Work to do: Filter the material below, keeping every line that contains the string "surface" and copying each such line in full. Matching is case-sensitive.

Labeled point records

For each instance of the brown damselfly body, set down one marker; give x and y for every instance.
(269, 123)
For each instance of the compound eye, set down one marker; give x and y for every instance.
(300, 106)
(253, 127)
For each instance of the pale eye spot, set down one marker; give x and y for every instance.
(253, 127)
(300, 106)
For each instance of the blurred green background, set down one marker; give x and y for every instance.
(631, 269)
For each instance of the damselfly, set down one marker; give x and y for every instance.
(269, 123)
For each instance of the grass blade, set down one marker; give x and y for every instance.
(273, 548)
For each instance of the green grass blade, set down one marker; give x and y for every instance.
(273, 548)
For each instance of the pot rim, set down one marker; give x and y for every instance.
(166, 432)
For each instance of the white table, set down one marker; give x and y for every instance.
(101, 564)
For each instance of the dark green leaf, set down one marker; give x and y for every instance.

---

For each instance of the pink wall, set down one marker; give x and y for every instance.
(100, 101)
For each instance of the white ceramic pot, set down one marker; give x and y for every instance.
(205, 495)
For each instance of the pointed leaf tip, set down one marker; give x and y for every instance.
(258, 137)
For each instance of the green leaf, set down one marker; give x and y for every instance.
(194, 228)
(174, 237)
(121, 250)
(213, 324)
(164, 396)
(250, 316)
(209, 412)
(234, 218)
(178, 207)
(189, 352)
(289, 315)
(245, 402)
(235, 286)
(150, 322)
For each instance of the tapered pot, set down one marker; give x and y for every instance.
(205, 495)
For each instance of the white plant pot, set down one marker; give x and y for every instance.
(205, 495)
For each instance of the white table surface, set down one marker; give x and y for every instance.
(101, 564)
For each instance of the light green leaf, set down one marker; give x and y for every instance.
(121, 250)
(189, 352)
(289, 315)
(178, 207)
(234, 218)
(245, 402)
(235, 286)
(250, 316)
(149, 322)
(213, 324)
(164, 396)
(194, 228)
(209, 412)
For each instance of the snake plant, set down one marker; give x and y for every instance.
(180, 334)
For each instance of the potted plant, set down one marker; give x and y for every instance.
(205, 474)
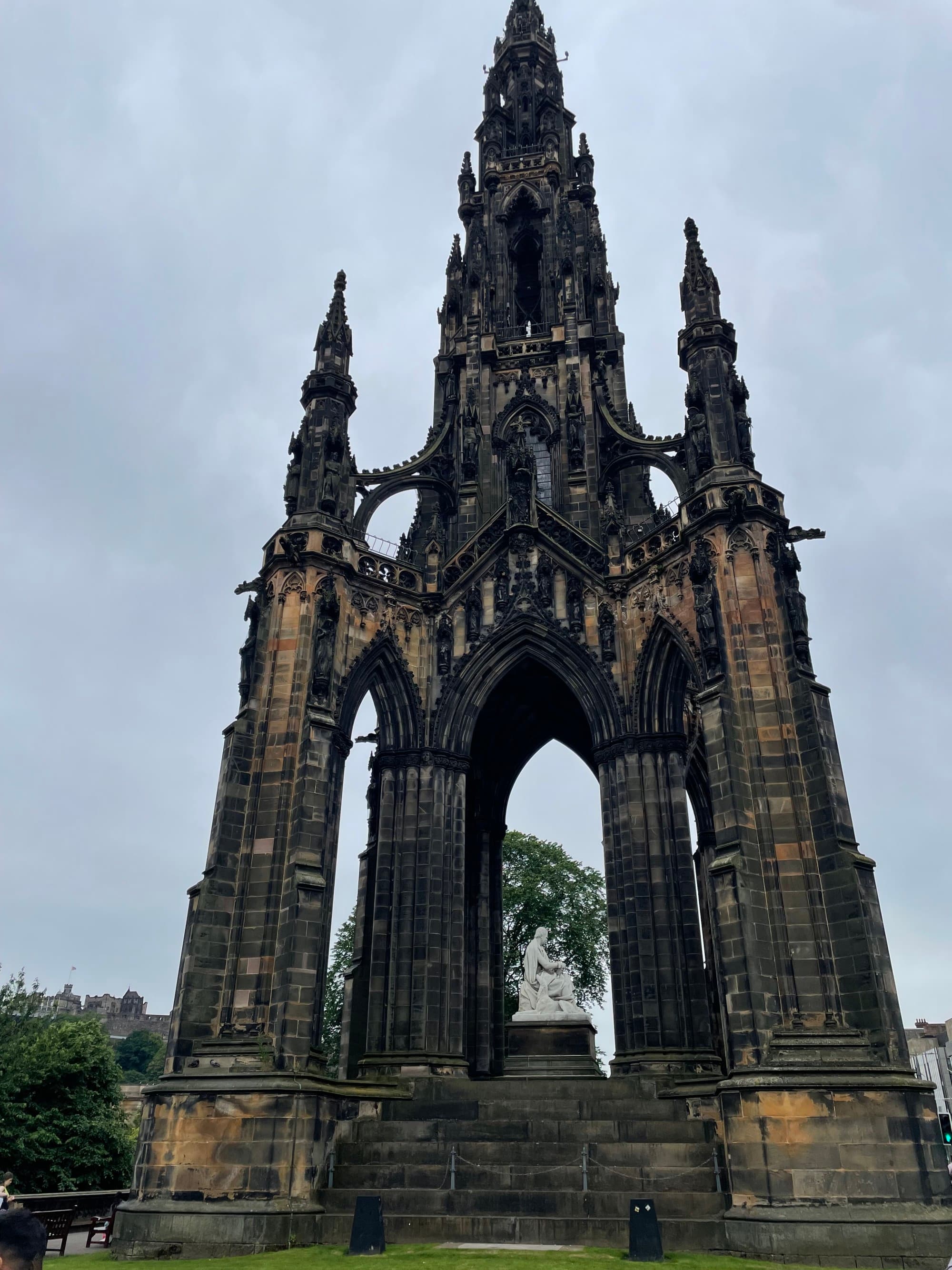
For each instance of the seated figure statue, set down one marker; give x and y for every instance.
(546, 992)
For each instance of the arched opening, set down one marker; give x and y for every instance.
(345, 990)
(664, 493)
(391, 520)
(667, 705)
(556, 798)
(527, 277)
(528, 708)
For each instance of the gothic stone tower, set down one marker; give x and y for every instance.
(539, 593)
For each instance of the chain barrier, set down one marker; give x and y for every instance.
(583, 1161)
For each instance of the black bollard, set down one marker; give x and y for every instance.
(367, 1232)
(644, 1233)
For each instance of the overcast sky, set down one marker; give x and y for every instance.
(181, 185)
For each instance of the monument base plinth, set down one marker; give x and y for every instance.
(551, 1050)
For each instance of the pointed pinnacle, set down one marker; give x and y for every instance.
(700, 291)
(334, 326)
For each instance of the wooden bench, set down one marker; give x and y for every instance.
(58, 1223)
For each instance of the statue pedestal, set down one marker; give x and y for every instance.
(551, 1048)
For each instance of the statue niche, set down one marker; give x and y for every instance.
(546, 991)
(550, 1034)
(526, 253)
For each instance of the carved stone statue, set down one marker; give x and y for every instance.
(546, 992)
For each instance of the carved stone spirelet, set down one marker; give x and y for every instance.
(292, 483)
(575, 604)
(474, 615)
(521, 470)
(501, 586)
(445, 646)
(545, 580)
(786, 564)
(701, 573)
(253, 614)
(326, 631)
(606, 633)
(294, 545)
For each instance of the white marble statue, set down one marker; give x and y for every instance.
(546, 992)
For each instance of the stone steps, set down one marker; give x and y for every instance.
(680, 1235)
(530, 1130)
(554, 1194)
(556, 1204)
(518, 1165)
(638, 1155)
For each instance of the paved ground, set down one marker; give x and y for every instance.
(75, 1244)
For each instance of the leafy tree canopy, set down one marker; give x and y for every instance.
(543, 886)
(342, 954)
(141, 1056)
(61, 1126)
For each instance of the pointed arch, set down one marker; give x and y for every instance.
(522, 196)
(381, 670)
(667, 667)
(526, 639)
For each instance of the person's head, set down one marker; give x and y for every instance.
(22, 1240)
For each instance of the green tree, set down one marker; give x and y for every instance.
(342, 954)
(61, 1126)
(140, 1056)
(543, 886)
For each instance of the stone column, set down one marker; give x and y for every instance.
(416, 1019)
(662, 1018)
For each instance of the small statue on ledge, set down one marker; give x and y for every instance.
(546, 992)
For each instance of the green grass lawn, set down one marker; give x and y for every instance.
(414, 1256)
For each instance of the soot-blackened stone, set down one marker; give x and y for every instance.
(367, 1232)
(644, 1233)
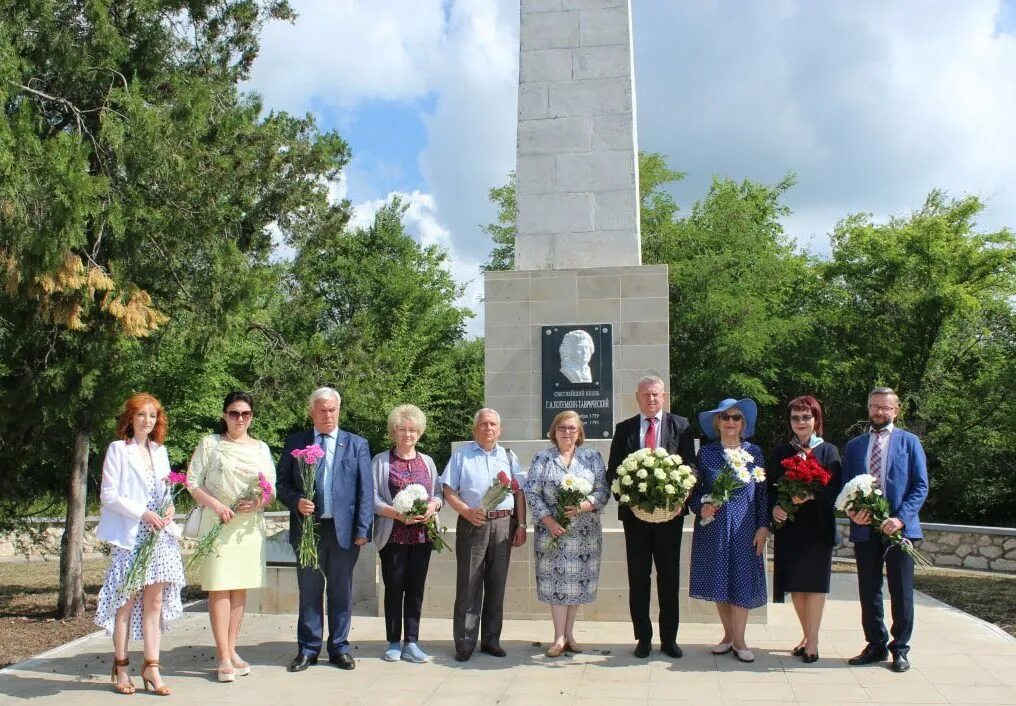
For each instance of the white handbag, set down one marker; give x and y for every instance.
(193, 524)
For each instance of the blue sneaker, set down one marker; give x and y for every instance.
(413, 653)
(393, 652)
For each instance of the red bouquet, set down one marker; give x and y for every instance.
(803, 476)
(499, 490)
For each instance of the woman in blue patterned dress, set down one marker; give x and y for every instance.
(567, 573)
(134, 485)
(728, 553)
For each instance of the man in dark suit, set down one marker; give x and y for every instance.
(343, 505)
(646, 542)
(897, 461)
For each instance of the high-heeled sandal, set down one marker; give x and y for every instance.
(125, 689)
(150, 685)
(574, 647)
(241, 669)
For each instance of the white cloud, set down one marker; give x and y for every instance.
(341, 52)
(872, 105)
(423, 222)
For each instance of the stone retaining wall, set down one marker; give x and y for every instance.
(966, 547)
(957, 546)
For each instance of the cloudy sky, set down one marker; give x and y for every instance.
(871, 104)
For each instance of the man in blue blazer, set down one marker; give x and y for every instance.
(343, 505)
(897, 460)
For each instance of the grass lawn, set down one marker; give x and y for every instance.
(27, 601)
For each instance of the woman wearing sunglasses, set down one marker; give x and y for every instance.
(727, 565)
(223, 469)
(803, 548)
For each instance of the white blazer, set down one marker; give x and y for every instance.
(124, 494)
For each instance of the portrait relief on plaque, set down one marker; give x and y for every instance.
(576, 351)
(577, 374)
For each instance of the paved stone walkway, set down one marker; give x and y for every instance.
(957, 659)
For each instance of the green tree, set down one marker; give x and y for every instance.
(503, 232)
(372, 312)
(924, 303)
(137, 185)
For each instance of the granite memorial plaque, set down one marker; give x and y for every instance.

--

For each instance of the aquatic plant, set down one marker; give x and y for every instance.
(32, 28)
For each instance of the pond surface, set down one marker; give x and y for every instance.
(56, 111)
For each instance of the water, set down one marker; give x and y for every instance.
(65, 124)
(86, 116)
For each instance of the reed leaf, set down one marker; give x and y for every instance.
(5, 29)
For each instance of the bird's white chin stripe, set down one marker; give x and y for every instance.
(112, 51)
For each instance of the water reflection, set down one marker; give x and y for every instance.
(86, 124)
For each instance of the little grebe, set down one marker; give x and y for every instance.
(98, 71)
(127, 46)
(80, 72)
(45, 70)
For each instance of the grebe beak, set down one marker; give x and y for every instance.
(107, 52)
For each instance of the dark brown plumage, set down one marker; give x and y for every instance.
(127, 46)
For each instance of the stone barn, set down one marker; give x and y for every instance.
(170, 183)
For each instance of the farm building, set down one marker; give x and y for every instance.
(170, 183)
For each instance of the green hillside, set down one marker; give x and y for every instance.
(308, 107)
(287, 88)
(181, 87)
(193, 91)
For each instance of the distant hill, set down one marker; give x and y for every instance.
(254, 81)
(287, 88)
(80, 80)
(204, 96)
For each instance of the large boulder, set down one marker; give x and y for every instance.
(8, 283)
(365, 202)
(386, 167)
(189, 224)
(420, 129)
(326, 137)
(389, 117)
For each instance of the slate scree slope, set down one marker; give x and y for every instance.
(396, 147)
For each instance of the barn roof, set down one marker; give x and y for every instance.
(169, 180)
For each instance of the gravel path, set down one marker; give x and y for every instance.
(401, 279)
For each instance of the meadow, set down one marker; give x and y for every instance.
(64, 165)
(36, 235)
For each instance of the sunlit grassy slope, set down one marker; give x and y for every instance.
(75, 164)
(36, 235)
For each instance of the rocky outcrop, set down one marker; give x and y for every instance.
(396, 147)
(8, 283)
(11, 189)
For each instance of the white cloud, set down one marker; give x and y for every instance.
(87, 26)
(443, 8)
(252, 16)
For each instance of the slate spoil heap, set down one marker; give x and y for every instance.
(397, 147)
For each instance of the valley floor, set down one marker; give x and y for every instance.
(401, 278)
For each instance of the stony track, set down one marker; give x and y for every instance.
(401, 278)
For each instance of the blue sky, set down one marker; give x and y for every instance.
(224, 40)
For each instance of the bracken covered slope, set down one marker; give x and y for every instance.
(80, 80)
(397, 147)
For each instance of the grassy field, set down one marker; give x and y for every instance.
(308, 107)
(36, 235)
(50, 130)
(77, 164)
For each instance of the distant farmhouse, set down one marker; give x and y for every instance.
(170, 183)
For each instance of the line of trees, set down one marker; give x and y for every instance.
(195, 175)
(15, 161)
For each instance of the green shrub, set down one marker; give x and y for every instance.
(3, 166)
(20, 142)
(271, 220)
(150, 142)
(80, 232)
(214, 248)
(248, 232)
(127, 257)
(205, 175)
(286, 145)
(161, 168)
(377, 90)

The solution:
For each instance of the white table surface, set down one marker; give x and y for every instance.
For each instance of the pond surface, set down one marker; give x and y for every instance.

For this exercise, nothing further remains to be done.